GIVEN TEXT:
== == ==

Interaction, in general, is where many, if not most, errors lie. Unit testing verifies that things work in isolation. But if you code up your unit tests for two components that interact, but with different assumptions, then the unit tests alone won't do you any good: X generates a map like `%{name => string()}`, Y assumes X generates a map like `%{username => string()}`. Now, hopefully that won't happen if you're writing both parts at the same time, but things like this can happen. Now your unit tests pass because they're based on the assumptions of their respective unit of code, but put it together and boom!

Exactly, though I believe there's still a thin line between testing the interaction, and testing the db itself. Just like, the difference between testing some code, and testing the language itself.

You should definitely watch this presentation on SQLite exploits.

SELECT code execution from using SQlite - DEF CON 27 Conference


Don't get me wrong, it's a great product and I use it often, but 100% test coverage does NOT equal 100% safe.

Something like sqlite can actually be unit tested to 95% or so. If you stretch the definition of 'unit test' a bit (don't mock i/o).

Try that with a networked application that takes user input though...

Mocking networked services is something very much worth doing because you can then check you’ve set timeouts correctly, handling incomplete or junk responses gracefully etc. Those are the kind of hidden problems that can bite you on production deployments.

You can mock networks all you want and you'll still cover only what you can think of.

It will always break on the user's internet, because it's too diverse to predict.

Doesn't mean you can't have some networking unit tests, just that you shouldn't believe in them too much.

Edit: you said services. You thinking of server? I'm thinking of clients.

"mocking networked services" is exactly what you would do when testing clients.

And it doesn't have to be a static mock. It's not too hard to inject a fuzzer in your mock service response, although that's probably left to a separate testing routine, and not part of your unit test setup. But if you have no mock for your network service, you can't fuzz it either.

And yet they had bugs and could lose data.

Which shows 100% unit test coverage is not better than spending that time in other kinds of tests.

unit tests don't account for timing-based effects and you generally can't test for ACID properties.


SQLite is suitable for 100% coverage.

A lot of application code or workflow style code is hard to reach 100% coverage as they are rarely triggered.

The rarely triggered code is exactly where you want unit tests.

That's an opportunity to describe, in code, what that path is supposed to do, and then make sure it does it.

Perhaps the problem isn't mocking dependencies, but trying to hide the fact that GetSolarTimesAsync needs two pieces of data to work: a date and a location.

But the original signature is just this:

    public async Task<SolarTimes> GetSolarTimesAsync(DateTimeOffset date)

== == ==

SOURCE MATERIAL:
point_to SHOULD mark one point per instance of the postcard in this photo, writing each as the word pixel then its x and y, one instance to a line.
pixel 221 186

== == ==

GOAL A:
Using the unit-testing thread above, decide whether each statement agrees with it. Answer yes or no for each, and quote the deciding words exactly.
(i) SQLite can be unit tested to about 95%.
(ii) 100% test coverage means 100% safe.
(iii) Injecting a fuzzer into a mock service response belongs in the unit test setup.
GOAL B:
In the unit-testing thread's example of components X and Y, what kind of map does Y assume X generates?
GOAL C:
Continue the unit-testing thread from the point where it stops.

RIGHT ANSWER A:
(i) Yes: "Something like sqlite can actually be unit tested to 95% or so."
(ii) No: "100% test coverage does NOT equal 100% safe."
(iii) No: "although that's probably left to a separate testing routine, and not part of your unit test setup."

RIGHT ANSWER B:
Y assumes X generates a map like `%{username => string()}`.

RIGHT ANSWER C:
That introduces a lot of complexity:

* The SolarCalculator needs to be able to work out its own location, so it needs a LocationProvider

* SolarCalculator needs to be IDiposable since it owns a LocationProvider

* The SolarCalculator will need more methods if it ever needs to calculate the times in a different location

* If fetching the location is slow, but the application needs to calculate times for multiple dates (eg to build up a table of times), then the SolarCalculator will need an method that takes in an array of dates to be efficient

But all that could be solved by making the function take all of the arguments it needs to return its value:

    public SolarTimes GetSolarTimes(DateTimeOffset date, Location location)
No location provider needed, no IDiposable, just one efficient stand-alone method.

Unit testing this is now just:

    var calculator = new SolarCalculator();
    var actual = calculator.GetSolarTimes(new Date(...), new Location(...));
    var expected = new SolarTimes(...);
...so, perhaps the issue isn't that unit testing is a bad idea, but that code which is hard to use in a unit test might also be hard to use in a wider application? And perhaps the fix is to make the code easier to use?

Completely agree. The author is trying to blame tests for code complexity. GetSolarTimes() is a simple function evaluating an equation - treat it as such.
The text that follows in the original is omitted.